DATASET:
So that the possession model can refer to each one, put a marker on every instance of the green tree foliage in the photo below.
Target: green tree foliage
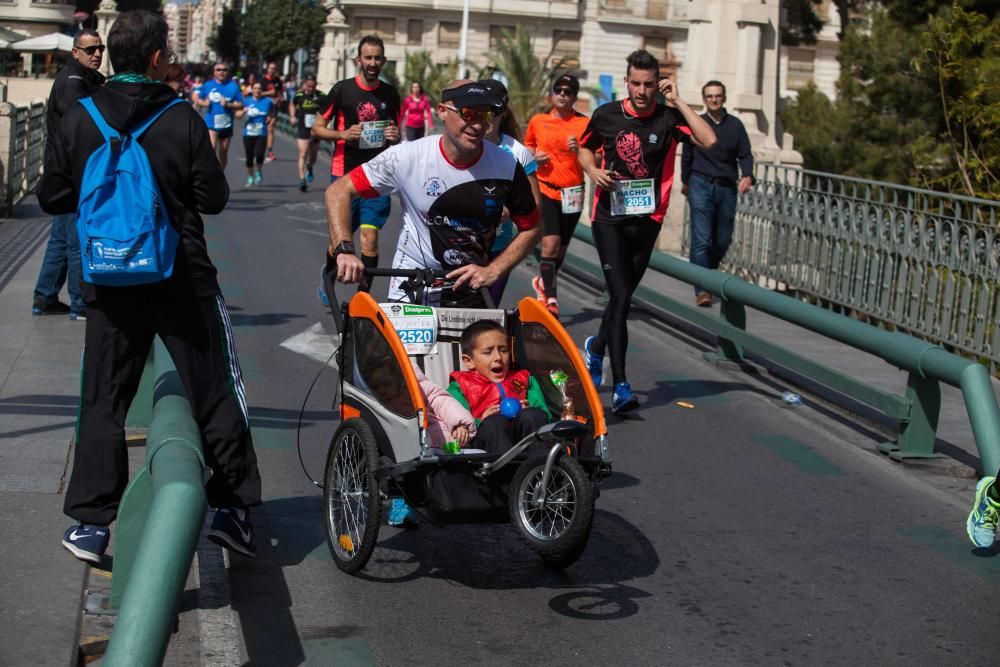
(226, 40)
(279, 27)
(891, 116)
(528, 77)
(961, 50)
(433, 76)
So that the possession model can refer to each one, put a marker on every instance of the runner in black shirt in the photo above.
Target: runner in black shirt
(303, 109)
(639, 140)
(359, 115)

GIVEN EXERCISE: Please reproduce the stretch from the line containing "the photo above." through the end of the items, switching "runner" to "jogger" and leaving everything else as it is.

WRITTEN RESPONSE:
So that the possession model can refer to each one, put a marker on every instance of the jogger in black shirt in the photo above.
Target: jogger in black shirt
(303, 109)
(639, 140)
(359, 115)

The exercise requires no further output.